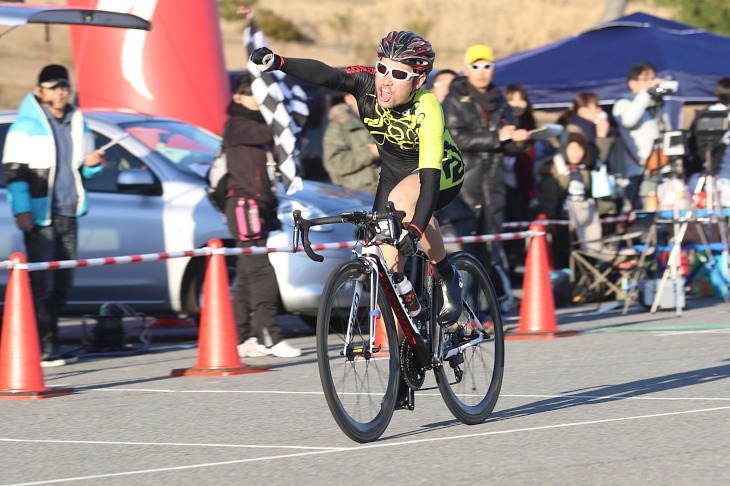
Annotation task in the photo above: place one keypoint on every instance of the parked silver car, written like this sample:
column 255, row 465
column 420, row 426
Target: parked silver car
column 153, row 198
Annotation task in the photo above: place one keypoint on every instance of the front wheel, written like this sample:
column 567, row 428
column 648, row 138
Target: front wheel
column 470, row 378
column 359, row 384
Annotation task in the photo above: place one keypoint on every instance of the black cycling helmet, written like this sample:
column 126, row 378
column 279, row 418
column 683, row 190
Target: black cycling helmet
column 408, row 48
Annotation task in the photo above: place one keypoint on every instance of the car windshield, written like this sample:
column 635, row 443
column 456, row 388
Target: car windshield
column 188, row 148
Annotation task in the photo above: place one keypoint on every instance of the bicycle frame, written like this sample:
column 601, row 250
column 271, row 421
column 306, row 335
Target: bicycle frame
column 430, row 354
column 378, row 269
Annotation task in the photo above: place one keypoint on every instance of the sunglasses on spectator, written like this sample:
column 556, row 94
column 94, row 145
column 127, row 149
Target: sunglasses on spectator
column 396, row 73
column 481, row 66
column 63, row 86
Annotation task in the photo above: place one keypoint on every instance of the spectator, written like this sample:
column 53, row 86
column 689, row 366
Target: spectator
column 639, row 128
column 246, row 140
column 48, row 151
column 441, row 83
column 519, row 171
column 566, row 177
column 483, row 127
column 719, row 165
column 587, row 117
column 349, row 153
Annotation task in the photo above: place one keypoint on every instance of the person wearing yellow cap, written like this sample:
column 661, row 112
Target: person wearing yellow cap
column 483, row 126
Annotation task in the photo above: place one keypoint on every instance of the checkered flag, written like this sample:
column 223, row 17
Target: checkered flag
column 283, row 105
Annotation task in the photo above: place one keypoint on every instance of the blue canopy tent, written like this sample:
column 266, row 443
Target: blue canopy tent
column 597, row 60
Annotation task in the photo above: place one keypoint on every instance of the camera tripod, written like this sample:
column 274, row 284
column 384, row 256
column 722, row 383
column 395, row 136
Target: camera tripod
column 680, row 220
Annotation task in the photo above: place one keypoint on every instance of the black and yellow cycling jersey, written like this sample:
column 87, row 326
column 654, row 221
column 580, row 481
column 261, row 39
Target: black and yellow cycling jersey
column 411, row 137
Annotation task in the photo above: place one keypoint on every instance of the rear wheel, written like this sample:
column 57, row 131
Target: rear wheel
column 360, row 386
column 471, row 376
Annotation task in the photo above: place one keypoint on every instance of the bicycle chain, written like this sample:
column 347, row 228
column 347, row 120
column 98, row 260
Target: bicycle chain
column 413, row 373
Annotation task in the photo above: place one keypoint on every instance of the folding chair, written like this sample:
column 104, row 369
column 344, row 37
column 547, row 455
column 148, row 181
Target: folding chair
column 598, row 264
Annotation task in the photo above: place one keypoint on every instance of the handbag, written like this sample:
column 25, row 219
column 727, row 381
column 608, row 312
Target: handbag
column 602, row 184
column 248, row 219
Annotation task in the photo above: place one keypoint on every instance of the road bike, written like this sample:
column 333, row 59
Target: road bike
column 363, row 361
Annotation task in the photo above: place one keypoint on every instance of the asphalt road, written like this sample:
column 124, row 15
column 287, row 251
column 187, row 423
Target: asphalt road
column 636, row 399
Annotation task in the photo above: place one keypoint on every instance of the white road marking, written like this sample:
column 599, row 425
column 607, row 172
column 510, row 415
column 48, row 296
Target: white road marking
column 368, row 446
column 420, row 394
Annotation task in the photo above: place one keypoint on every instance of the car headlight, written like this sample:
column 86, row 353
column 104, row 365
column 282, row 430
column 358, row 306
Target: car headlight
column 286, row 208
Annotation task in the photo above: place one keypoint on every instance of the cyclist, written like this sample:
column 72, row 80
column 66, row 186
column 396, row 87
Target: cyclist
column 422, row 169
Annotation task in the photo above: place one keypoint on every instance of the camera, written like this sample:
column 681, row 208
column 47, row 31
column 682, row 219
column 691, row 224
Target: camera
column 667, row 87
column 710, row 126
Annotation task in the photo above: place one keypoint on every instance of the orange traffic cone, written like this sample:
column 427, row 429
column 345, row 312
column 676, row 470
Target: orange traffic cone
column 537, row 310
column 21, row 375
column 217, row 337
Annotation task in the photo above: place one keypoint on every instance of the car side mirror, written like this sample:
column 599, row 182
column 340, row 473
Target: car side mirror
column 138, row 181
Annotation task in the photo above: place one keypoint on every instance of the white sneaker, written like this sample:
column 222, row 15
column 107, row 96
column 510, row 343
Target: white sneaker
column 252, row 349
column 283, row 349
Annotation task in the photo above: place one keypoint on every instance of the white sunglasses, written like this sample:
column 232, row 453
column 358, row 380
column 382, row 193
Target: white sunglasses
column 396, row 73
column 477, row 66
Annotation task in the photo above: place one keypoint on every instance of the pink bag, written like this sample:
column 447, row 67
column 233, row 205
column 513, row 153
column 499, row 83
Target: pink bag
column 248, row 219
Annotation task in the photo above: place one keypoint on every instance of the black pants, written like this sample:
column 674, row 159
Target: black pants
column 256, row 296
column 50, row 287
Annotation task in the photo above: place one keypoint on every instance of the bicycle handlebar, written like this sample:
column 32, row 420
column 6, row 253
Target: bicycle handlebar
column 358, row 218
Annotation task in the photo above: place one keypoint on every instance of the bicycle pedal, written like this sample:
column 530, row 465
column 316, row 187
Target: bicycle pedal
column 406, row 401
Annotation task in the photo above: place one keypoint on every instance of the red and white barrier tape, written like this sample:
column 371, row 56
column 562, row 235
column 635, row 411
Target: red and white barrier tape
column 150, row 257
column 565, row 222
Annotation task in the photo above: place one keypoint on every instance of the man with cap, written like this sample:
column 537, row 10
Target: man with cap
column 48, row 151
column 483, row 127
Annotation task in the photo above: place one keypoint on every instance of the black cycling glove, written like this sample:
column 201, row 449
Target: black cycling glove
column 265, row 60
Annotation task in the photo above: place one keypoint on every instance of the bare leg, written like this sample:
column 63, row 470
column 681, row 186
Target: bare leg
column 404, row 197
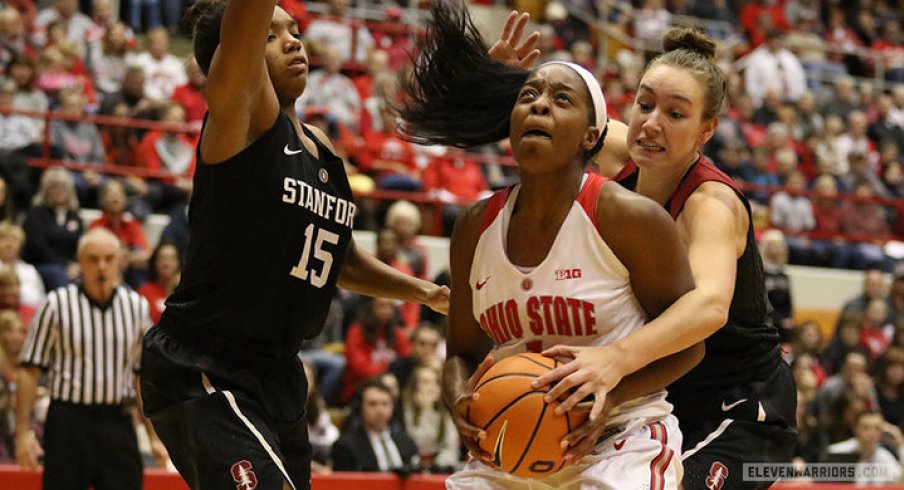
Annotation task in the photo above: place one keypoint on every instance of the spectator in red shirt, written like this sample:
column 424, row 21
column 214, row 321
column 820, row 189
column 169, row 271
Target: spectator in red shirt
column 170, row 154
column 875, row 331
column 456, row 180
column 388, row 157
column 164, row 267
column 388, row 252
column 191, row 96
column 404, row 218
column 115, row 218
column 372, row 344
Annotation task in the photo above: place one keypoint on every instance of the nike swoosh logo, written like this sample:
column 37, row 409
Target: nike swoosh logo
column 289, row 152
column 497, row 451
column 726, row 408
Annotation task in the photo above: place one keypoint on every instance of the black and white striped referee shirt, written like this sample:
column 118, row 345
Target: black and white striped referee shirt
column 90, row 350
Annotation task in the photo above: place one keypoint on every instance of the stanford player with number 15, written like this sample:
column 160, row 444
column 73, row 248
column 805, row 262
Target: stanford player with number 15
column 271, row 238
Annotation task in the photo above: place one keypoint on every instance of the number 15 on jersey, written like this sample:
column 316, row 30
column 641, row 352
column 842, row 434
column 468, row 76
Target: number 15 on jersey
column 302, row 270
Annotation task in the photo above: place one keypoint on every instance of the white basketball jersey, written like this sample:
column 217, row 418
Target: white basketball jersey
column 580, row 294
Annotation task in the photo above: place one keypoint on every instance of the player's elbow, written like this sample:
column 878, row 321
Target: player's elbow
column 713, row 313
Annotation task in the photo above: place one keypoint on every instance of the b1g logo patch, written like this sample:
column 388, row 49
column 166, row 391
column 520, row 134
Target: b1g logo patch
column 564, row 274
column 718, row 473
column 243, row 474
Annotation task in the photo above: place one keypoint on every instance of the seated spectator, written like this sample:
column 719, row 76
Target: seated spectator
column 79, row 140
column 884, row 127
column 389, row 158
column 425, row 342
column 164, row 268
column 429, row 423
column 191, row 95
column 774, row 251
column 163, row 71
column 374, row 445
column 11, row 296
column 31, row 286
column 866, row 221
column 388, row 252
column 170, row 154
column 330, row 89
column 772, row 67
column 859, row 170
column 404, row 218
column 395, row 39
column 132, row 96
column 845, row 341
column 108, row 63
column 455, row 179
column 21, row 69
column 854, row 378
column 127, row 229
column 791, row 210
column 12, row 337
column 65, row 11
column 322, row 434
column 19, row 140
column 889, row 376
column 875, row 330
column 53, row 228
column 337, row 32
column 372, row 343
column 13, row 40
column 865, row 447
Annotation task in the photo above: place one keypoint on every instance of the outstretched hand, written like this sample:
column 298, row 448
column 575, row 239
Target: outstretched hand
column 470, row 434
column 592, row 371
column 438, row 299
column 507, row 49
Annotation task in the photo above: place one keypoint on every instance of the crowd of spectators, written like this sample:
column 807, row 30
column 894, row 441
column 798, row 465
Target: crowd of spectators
-=-=-
TASK GOAL: Lines holding the string "crowd" in the records above must be counted; give the number alone.

ANSWER SECTION: 2